En ce qui concerne la « silver économie » que vous soutenez, nous sommes conscients que des aides techniques peuvent apporter une réponse à des besoins bien précis (communication, transports), mais en aucun cas elle ne doit avoir pour but de remplacer l'accompagnement humain par de la robotisation à outrance. Une présence, une main, une voix humaine, sont irremplaçables pour l'homme jusqu’au bout de la vie. La « marchandisation » de la vieillesse a des limites à ne pas dépasser. A domicile comme en EHPAD, les structures ont un besoin urgent de personnel. Il faut donc, comme vous le dites, « rendre ces métiers qualifiés, attractifs et durables », conditions incontournables pour que « l’espérance de vie qui s’allonge » soit réellement « un gisement d’emplois considérable, des emplois non délocalisables, porteurs de savoir-faire. »
- « Trop de fois les réponses concrètes ont été perdues de vue au profit de débats sur le 5ème risque, la 5ème branche, derrière lesquels on s’est souvent, je dirais, réfugié et qui n’ont pas permis de décider et parfois même on envisageait le recours aux assurances privées comme une solution finalement qui aurait tout réglé. On a bien vu que tout cela n’a pas abouti.
Faut-il en déduire que vous écartez définitivement la suppression de la barrière de l'âge et que vous abandonnez la mise en place d’un 5ème risque, basée sur la solidarité nationale citée plusieurs fois dans votre discours ? Doit-on maintenir un système de financement inégal selon son lieu de vie et selon son âge ?
- la tentation pourrait être pour ce qui concerne la réforme, les réformes, y compris les réformes sociales de dire « ah oui mais on ne peut pas, donc on verra plus tard » et c’est là qu’à ce moment-là quelque-chose se brise dans la confiance, dans le fil fragile de la confiance.
Pouvons-nous l’avoir encore, après avoir vu tant de débats, tant de rapports qui n’ont mené à rien ? Tant de promesses du Président Sarkozy qui lui aussi avait dit : « Attendre encore serait une faute morale impardonnable, ce serait refuser de regarder la réalité en face, ce serait refuser d'assumer mes responsabilités ». Dix ans ont passé depuis la tragédie de la canicule d'août 2003, et l’horizon est toujours bouché. Le vote des Députés de débloquer seulement 100 millions de la CASA (Contribution Additionnelle de Solidarité pour l’Autonomie) 2014, sur les 650 qui revenaient de droit aux personnes en perte d’autonomie, est ressenti comme une nouvelle trahison !

________________________________________

- Mise en application -
• A. Recopiez fidèlement la partie du texte à examiner qui s'ouvre sur les mots « - la tentation » et se ferme sur les mots « de la confiance. ».
• B. Énumérez ce que le texte à examiner déclare irremplaçable pour l'homme jusqu'au bout de la vie.
• C. D'après le texte à examiner, quelle somme de la CASA 2014 les députés ont-ils voté de débloquer ?

- Données stockées -
________________________________________

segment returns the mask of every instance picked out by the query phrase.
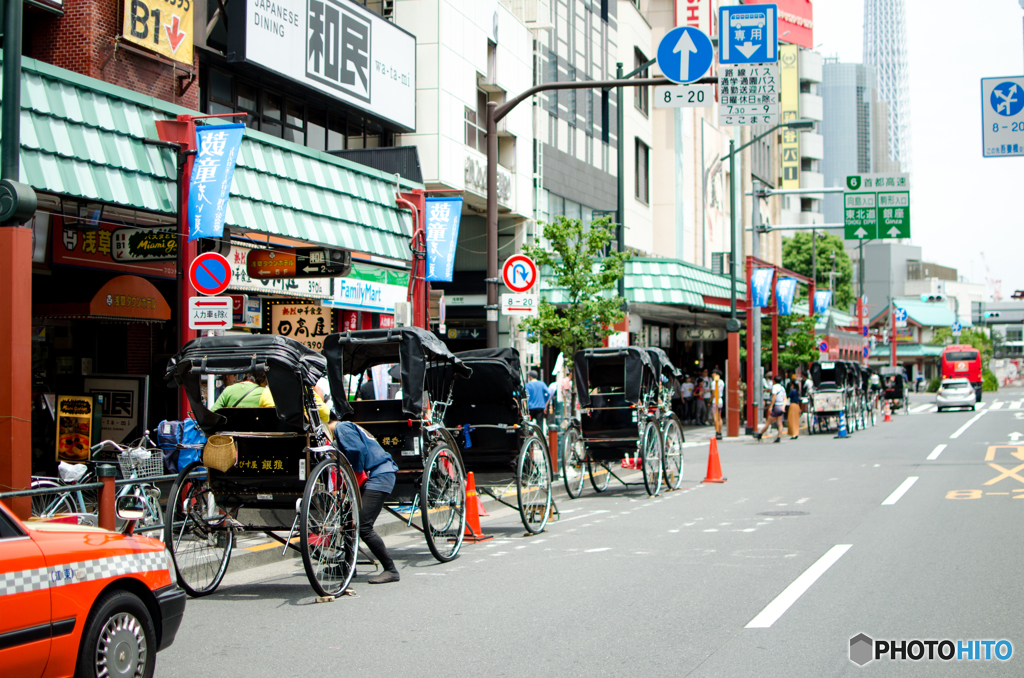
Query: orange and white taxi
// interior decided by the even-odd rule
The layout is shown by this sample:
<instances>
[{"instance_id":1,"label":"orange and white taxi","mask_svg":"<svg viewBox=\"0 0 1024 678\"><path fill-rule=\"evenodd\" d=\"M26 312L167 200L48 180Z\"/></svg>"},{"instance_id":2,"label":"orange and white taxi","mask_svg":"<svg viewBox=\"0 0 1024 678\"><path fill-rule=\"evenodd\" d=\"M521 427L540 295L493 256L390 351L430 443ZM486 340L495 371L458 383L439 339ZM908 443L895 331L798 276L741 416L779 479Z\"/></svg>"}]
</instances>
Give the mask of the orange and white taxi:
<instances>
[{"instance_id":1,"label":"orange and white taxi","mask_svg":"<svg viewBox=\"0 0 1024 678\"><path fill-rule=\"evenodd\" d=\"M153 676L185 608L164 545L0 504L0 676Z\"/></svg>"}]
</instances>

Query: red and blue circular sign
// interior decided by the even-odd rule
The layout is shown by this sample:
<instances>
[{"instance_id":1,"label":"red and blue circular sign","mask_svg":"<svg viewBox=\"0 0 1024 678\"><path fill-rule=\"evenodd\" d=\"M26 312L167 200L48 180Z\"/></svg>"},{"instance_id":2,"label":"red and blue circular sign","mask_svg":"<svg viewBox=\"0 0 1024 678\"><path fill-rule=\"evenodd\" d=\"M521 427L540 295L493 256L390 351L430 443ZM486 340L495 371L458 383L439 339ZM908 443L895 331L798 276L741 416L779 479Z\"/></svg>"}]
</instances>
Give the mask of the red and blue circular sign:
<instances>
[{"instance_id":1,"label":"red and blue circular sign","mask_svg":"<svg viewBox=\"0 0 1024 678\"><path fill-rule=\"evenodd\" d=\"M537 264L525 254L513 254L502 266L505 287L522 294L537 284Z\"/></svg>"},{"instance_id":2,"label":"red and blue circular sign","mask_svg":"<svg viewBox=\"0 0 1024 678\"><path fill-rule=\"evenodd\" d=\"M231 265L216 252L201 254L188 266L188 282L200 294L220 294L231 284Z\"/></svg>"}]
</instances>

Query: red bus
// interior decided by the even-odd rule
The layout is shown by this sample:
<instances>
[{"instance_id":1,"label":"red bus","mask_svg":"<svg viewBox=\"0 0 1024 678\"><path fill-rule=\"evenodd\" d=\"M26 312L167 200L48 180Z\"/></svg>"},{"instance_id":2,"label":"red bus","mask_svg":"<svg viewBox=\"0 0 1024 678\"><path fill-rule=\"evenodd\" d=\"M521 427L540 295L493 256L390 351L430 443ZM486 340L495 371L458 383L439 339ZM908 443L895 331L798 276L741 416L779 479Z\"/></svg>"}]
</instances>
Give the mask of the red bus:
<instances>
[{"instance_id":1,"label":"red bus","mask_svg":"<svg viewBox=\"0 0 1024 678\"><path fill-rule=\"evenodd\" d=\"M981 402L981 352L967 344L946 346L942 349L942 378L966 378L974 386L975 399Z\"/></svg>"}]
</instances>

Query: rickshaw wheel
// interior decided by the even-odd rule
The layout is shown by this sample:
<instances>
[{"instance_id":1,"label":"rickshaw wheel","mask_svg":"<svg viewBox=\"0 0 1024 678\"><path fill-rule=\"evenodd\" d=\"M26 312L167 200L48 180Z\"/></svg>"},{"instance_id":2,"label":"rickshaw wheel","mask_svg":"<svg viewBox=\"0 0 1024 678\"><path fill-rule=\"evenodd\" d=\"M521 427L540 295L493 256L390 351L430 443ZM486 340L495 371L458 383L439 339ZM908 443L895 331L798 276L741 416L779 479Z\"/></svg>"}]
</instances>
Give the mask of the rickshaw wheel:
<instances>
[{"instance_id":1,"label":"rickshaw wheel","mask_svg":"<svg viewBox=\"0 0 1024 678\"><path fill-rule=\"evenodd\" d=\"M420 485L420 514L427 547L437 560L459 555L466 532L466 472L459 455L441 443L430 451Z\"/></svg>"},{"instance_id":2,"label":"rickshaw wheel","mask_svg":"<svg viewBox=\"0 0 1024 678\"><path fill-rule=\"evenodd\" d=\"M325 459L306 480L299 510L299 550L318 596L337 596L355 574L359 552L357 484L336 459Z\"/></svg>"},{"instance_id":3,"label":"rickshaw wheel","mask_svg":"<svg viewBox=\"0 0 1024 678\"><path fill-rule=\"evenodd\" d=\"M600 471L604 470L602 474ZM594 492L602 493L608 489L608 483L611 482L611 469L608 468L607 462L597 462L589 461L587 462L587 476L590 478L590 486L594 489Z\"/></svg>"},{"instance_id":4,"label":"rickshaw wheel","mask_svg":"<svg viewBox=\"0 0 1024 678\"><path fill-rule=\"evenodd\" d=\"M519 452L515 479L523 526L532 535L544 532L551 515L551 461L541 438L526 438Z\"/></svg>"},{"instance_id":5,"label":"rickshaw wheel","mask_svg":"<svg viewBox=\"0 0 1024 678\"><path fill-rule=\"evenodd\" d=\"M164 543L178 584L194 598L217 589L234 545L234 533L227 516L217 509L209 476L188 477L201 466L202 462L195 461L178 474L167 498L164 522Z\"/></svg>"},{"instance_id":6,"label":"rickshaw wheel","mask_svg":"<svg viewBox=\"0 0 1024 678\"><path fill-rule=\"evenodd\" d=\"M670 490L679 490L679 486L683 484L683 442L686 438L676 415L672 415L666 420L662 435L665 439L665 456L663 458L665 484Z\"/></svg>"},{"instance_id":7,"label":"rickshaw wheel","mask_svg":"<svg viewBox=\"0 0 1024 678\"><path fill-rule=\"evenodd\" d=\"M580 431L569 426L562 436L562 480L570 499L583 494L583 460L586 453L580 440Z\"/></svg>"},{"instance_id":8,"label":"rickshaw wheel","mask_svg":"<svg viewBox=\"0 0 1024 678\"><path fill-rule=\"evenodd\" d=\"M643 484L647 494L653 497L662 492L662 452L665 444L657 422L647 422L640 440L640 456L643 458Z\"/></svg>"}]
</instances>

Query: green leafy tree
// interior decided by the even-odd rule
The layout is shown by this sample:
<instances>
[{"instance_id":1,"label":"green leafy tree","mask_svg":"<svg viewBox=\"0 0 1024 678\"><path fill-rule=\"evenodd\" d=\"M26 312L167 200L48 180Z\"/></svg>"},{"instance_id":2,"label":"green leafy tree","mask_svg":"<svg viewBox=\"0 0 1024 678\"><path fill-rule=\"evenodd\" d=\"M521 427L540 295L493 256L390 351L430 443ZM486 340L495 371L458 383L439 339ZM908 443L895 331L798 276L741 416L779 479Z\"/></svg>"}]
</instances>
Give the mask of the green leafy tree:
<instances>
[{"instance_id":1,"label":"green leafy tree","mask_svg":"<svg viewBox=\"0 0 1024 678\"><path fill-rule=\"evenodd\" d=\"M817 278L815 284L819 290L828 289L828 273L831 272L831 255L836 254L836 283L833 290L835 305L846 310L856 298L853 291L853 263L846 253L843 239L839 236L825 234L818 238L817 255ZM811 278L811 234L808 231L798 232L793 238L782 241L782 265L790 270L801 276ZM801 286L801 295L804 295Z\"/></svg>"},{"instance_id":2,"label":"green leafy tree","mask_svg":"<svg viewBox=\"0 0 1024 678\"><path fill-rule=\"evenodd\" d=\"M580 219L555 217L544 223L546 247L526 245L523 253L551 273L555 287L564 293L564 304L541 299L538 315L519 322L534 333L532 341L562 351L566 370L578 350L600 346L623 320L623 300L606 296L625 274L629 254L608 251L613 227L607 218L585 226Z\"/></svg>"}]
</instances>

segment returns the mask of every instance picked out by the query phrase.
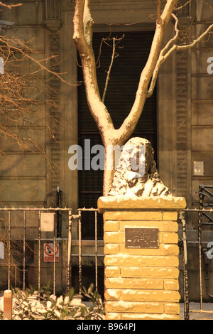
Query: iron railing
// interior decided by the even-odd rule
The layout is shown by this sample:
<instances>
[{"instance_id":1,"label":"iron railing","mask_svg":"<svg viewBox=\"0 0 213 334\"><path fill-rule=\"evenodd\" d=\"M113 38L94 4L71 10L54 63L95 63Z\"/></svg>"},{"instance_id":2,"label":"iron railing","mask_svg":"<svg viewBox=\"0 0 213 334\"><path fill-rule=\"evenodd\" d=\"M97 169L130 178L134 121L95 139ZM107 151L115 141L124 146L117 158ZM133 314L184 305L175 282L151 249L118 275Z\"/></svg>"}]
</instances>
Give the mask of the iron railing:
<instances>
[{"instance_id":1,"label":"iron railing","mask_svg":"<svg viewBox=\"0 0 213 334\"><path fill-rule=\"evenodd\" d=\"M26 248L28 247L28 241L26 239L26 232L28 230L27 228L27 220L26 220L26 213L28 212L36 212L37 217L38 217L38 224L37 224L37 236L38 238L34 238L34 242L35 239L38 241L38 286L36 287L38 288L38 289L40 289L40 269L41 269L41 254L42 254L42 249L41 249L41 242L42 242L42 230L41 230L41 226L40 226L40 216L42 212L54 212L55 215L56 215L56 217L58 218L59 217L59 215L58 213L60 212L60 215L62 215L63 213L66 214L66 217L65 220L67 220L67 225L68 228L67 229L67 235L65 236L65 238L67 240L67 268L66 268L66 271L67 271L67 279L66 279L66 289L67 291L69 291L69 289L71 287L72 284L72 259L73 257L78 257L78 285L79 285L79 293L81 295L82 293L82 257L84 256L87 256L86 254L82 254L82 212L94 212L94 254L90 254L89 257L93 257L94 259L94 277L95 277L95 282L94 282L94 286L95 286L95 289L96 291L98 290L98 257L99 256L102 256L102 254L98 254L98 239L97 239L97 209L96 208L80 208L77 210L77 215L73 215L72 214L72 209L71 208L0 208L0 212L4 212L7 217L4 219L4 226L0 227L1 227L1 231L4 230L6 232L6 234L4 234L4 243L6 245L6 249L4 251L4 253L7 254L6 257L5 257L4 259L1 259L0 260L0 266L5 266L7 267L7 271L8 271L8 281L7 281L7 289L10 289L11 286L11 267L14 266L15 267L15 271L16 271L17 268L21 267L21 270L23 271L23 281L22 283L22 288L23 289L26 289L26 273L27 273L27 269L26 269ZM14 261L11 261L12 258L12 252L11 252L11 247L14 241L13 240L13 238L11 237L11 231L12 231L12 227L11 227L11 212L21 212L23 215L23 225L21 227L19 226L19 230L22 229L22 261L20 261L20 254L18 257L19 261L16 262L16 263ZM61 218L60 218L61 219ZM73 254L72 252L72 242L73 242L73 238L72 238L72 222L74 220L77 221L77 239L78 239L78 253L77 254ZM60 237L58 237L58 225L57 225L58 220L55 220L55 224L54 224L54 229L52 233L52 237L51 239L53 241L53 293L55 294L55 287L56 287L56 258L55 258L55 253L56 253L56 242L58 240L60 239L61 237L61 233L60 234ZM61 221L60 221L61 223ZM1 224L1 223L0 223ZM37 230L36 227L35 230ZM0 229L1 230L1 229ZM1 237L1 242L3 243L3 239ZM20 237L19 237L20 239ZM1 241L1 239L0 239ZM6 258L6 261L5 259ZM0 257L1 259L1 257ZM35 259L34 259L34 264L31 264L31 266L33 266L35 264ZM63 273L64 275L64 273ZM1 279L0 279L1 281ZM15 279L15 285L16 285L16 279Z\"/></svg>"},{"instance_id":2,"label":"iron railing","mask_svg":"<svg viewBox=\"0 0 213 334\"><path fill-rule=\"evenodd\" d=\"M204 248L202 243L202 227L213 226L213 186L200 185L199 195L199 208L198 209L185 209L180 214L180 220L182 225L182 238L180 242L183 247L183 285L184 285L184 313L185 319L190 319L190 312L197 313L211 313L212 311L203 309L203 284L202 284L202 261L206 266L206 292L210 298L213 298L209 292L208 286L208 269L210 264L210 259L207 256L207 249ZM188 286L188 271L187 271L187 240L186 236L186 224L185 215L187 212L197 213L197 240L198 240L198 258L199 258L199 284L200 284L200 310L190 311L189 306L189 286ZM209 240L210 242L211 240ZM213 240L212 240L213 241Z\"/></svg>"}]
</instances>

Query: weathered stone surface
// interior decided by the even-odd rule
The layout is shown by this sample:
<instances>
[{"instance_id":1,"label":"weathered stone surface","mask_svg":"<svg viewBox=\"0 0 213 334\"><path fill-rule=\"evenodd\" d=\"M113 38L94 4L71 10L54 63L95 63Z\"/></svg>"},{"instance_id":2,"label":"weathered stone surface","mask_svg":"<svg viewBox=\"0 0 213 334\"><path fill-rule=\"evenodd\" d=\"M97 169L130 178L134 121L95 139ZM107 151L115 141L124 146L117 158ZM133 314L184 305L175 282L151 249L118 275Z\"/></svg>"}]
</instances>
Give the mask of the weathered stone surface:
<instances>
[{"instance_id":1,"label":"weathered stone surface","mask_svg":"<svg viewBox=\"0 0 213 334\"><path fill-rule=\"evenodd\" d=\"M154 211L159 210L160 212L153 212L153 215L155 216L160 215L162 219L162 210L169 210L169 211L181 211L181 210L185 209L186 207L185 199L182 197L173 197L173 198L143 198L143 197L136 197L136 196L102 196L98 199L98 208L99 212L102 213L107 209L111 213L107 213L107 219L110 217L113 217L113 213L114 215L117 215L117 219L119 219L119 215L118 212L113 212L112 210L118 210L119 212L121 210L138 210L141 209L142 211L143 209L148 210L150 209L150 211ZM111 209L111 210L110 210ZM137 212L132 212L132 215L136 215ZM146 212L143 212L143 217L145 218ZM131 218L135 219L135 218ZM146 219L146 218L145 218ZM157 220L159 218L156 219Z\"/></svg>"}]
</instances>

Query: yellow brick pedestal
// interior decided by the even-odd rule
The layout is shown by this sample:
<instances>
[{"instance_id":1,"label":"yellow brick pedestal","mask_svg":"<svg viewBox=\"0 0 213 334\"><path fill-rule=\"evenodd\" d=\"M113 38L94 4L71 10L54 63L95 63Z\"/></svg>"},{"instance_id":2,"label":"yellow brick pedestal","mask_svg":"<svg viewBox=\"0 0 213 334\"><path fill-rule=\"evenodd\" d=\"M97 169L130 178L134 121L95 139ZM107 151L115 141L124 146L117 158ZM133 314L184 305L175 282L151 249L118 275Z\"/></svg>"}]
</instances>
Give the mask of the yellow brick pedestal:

________________________________________

- Liste des réponses -
• A.
- la tentation pourrait être pour ce qui concerne la réforme, les réformes, y compris les réformes sociales de dire « ah oui mais on ne peut pas, donc on verra plus tard » et c’est là qu’à ce moment-là quelque-chose se brise dans la confiance, dans le fil fragile de la confiance.

• B. Une présence, une main, une voix humaine.

• C. Seulement 100 millions, sur les 650 qui revenaient de droit aux personnes en perte d'autonomie.